>> Begin Given text
From day one we begin to acquire labels such as names, cultural labels, religious denominations and through associations with others such as our demographics or community groups. These labels may change over the course of our lifetime, but they are what shape our formative years.

Obtained Identity

As we grow we obtain identity through more material and external influences such as assets; our cars, houses, devices, the clothes we wear and the image we project. Obtained identity is more fluid and easily influenced by life events. For example: Relationships ending are often a catalyst for a new image makeover. Financial portfolios grow as we obtain more assets and the ‘investor identity’ develops.

Derived Identity

Derived identity is what others know about us through our behaviours and actions. It’s the external view of our identity or the result of our projected identity. This is how people learn who we are. It’s the value exchange in relationships. This is how we learn our lover’s literary preferences, their favourite food, their likes and dislikes.
>> End Given text
Can you return, word for word, the stretch of the passage on identity that starts at "From day one" and ends after "the ‘investor identity’ develops."?
>> Begin Given information
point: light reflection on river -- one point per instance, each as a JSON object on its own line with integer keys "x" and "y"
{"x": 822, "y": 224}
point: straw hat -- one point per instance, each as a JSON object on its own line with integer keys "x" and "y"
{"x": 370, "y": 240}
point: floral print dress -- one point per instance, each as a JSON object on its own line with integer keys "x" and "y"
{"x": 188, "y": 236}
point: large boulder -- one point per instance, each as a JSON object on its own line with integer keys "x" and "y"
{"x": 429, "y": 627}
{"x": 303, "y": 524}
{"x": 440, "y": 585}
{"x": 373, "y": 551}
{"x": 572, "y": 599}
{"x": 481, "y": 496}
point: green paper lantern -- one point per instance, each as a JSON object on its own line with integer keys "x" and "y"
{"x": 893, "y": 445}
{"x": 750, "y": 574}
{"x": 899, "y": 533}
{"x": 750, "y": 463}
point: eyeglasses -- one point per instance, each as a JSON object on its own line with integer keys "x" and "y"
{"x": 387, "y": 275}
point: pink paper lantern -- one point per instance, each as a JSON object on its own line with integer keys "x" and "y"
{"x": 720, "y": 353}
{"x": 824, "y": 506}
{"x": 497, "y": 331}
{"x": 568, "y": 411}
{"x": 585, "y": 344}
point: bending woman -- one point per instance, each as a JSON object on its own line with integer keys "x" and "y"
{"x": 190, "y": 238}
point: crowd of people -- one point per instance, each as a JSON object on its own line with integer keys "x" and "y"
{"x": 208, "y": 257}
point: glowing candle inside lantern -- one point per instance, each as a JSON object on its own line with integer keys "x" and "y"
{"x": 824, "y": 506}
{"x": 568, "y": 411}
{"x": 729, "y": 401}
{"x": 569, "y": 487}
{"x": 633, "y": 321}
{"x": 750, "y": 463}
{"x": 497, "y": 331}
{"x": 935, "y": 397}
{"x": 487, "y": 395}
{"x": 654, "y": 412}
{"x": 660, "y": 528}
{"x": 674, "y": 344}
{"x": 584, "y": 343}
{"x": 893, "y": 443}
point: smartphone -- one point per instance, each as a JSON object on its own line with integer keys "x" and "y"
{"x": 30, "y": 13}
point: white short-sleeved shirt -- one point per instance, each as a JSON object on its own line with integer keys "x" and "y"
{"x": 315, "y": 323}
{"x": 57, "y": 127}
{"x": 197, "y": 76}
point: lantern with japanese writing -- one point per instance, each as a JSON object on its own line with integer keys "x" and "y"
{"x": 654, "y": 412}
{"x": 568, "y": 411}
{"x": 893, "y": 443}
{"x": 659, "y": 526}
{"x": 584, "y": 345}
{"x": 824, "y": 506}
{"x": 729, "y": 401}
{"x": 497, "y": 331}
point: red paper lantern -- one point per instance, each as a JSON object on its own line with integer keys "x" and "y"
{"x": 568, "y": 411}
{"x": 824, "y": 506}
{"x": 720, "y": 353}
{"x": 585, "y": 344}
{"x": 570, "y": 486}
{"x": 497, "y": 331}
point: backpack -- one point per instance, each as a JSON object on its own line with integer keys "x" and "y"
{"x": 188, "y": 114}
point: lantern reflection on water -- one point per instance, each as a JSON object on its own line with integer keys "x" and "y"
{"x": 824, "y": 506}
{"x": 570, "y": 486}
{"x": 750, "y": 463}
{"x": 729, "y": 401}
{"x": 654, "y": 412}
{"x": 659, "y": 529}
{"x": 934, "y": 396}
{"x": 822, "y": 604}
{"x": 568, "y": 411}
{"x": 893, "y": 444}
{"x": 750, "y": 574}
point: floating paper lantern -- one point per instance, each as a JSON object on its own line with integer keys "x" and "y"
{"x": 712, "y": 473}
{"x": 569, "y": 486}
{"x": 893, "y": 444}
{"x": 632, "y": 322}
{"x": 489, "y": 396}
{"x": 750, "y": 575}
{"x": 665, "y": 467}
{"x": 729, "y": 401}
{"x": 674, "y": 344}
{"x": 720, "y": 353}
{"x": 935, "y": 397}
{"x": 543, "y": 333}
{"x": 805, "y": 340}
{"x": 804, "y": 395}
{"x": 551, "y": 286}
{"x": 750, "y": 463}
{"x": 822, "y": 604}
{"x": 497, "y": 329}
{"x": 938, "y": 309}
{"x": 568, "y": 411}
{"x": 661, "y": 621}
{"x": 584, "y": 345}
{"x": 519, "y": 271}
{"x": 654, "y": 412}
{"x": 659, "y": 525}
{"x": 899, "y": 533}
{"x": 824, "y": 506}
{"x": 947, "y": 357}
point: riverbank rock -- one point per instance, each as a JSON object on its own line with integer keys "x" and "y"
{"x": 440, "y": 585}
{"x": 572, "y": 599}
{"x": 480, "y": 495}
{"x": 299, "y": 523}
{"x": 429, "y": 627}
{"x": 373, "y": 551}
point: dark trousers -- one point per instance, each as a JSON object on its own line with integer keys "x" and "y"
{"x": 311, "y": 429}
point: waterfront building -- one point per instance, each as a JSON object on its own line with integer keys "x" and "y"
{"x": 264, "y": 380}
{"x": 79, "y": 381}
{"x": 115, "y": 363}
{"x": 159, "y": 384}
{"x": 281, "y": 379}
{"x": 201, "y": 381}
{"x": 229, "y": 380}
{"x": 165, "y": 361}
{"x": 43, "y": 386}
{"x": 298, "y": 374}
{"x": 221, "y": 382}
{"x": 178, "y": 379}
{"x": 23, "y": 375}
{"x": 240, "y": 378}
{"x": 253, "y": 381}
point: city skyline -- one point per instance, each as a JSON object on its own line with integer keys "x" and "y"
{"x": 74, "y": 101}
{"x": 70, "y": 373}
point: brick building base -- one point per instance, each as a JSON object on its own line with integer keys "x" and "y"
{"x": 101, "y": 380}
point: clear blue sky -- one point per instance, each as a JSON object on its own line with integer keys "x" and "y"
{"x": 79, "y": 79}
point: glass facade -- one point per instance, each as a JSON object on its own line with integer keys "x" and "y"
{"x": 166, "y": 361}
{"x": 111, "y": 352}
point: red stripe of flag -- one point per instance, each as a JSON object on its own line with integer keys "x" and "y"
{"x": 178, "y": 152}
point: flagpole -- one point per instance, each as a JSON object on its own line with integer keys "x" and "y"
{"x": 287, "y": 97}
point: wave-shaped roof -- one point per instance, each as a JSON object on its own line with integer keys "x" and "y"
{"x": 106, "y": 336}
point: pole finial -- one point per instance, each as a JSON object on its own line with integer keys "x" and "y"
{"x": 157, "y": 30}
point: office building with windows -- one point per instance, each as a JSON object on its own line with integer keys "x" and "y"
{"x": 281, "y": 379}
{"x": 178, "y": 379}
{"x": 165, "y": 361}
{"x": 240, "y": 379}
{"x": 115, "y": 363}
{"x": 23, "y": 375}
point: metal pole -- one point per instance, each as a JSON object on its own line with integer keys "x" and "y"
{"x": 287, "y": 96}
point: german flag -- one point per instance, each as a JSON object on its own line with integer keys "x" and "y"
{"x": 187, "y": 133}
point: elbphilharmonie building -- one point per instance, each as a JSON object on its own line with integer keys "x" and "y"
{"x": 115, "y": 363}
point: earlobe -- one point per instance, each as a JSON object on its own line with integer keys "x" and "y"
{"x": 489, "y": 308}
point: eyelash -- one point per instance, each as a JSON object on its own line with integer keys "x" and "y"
>> End Given information
• **Full output**
From day one we begin to acquire labels such as names, cultural labels, religious denominations and through associations with others such as our demographics or community groups. These labels may change over the course of our lifetime, but they are what shape our formative years.

Obtained Identity

As we grow we obtain identity through more material and external influences such as assets; our cars, houses, devices, the clothes we wear and the image we project. Obtained identity is more fluid and easily influenced by life events. For example: Relationships ending are often a catalyst for a new image makeover. Financial portfolios grow as we obtain more assets and the ‘investor identity’ develops.